▶ **ACTIVITY**: In the entries below, find the line with "[(249, 29), (281, 9), (497, 246)]" and the line with "the chrome drawer"; give again those lines and every line between them, exactly.

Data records
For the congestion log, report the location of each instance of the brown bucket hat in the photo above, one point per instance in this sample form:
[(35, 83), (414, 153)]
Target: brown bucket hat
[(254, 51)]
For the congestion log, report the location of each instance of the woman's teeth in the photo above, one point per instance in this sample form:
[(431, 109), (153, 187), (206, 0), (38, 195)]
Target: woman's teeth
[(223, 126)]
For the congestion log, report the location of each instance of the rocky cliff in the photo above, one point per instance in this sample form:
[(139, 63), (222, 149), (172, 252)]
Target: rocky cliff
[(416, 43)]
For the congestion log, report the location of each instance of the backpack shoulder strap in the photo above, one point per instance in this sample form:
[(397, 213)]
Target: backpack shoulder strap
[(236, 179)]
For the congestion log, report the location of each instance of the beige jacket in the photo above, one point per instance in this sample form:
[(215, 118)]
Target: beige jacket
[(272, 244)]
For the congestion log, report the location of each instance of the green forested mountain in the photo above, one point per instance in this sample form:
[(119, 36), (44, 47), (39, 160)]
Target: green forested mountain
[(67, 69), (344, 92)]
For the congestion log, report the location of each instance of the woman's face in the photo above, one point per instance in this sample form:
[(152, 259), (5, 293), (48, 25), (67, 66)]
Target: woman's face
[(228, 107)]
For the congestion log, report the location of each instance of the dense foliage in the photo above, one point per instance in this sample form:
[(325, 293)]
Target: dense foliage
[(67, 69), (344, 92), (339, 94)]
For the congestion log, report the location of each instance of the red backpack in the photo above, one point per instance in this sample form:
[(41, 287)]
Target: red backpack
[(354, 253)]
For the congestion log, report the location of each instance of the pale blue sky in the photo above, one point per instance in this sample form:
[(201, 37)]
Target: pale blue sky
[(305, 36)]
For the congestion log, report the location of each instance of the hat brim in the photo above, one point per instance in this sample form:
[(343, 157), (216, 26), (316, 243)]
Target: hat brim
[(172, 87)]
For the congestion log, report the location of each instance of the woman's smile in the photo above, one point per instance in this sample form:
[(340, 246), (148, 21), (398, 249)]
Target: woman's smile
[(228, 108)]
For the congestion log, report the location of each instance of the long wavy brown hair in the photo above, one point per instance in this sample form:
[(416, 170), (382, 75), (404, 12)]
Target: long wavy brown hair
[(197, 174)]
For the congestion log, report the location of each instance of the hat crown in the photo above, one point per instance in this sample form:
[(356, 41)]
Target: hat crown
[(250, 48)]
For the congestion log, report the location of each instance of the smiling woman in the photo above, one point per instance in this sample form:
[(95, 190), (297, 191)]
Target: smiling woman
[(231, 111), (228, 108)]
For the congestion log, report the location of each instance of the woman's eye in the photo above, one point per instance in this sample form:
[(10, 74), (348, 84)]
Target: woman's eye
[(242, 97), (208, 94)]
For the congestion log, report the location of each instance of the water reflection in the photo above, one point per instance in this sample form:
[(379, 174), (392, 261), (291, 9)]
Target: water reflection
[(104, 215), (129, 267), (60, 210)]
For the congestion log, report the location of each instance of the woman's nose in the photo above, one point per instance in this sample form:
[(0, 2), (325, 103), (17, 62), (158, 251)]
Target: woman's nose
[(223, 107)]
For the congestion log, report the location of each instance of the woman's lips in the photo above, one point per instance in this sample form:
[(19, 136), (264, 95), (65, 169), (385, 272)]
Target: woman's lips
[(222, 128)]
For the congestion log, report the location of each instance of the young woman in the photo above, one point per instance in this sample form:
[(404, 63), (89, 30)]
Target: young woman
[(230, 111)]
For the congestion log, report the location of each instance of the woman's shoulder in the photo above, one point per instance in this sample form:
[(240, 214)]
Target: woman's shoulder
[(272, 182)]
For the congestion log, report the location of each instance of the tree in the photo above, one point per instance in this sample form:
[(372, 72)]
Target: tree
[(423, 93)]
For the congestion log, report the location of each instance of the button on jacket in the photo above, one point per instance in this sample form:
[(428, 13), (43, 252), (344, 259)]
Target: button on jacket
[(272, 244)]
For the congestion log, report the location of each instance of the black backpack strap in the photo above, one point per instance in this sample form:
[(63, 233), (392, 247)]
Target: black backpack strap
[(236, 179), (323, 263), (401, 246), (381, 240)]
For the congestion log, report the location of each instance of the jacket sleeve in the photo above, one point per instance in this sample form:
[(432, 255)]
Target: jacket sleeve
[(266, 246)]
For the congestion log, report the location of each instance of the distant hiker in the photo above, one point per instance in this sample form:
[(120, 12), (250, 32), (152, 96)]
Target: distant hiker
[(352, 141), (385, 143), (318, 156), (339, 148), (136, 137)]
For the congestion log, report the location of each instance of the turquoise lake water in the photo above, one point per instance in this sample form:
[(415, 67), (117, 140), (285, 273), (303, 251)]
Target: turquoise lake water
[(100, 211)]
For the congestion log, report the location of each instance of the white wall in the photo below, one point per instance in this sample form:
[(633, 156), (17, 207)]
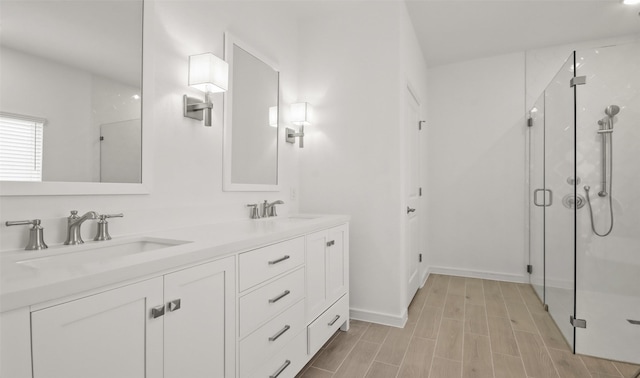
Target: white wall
[(352, 161), (476, 168), (187, 157)]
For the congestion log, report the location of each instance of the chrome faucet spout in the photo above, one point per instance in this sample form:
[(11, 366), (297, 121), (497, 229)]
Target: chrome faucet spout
[(74, 223), (269, 209)]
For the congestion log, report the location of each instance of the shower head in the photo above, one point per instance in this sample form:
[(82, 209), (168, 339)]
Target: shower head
[(612, 110)]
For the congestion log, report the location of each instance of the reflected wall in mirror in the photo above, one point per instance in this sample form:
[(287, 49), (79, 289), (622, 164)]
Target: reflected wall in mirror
[(77, 66), (251, 120)]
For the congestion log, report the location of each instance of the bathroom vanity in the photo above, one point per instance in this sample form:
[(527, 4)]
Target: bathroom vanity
[(254, 298)]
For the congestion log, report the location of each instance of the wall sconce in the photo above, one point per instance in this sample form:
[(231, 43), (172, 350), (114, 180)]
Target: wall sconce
[(209, 74), (300, 115)]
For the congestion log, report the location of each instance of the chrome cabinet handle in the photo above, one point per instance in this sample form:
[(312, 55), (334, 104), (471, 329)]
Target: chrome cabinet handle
[(281, 369), (285, 257), (274, 300), (174, 305), (157, 312), (280, 333)]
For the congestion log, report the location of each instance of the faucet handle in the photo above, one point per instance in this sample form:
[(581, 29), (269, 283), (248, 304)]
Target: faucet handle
[(105, 216), (255, 213), (36, 234), (103, 226)]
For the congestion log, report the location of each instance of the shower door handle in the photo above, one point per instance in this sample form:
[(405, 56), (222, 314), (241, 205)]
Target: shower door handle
[(544, 204)]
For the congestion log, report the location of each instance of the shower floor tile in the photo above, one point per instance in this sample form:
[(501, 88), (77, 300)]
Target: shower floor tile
[(461, 327)]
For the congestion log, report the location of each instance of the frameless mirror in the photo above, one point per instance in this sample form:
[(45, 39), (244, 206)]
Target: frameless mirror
[(250, 120), (70, 96)]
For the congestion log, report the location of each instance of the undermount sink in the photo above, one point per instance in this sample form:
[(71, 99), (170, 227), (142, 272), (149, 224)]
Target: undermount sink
[(96, 253), (295, 218)]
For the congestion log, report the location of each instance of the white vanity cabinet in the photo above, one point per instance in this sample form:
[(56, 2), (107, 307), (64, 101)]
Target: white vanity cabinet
[(260, 310), (177, 325), (327, 256), (272, 310), (327, 269), (110, 334)]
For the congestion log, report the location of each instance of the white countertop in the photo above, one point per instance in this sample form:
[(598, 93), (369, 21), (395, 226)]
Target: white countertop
[(22, 285)]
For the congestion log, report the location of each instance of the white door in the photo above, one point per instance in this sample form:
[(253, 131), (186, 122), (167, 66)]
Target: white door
[(111, 334), (412, 192), (199, 323), (121, 151)]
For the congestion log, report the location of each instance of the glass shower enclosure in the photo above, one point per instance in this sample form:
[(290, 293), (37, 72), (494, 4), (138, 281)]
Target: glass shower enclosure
[(584, 184)]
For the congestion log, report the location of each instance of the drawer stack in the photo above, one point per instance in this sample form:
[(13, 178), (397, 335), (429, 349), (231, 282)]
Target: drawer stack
[(272, 328)]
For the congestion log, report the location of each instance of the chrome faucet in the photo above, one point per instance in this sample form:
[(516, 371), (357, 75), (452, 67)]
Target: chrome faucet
[(73, 226), (269, 209)]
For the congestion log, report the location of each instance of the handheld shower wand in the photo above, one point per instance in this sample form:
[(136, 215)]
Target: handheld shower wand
[(606, 129)]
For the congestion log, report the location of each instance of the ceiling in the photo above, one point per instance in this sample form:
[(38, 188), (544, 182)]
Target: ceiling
[(99, 36), (451, 30)]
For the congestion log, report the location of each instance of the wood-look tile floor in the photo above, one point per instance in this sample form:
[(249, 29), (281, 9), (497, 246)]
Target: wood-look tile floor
[(462, 327)]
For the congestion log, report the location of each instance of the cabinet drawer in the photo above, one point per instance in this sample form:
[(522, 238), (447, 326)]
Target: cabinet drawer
[(261, 264), (270, 338), (262, 304), (288, 362), (322, 328)]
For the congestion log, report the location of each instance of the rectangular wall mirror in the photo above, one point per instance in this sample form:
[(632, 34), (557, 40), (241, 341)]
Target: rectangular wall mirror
[(71, 96), (251, 120)]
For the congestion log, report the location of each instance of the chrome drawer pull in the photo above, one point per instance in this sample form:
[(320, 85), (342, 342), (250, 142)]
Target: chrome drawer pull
[(274, 300), (334, 320), (157, 312), (174, 305), (280, 333), (286, 257), (279, 371)]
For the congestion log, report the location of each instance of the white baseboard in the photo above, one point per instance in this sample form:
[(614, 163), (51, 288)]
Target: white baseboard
[(478, 274), (379, 318)]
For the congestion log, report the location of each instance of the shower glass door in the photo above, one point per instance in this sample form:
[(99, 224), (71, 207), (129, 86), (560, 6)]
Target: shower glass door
[(537, 199), (552, 216), (608, 266), (559, 220)]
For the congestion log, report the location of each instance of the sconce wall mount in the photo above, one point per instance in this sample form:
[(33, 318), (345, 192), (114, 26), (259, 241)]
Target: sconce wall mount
[(300, 115), (209, 74)]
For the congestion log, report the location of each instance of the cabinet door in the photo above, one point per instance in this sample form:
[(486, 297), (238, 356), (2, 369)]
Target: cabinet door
[(111, 334), (316, 274), (337, 254), (199, 336), (15, 344)]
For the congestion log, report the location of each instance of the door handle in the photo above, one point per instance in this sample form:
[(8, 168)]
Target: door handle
[(174, 305), (157, 312), (535, 197)]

▶ **RESPONSE AREA**:
[(249, 29), (281, 9), (497, 246)]
Target: wood-look tile floor
[(462, 327)]
For the congestion log, report the location of each instance of the cabinet drawer in the photo above, one point per instance in this sample form:
[(522, 238), (447, 326)]
Target: cabinet drawer
[(261, 264), (270, 338), (262, 304), (288, 362), (322, 328)]
For the congestion log, report the location of each instance of the rectangular wall mirror in the photo above, one point per instance in this sample form:
[(632, 34), (557, 40), (241, 341)]
Target: rectangular wall mirror
[(71, 96), (251, 120)]
For the congestion log, report the location of each instance of the chrome drawer pull in the photo above, one point per instance in this sample form:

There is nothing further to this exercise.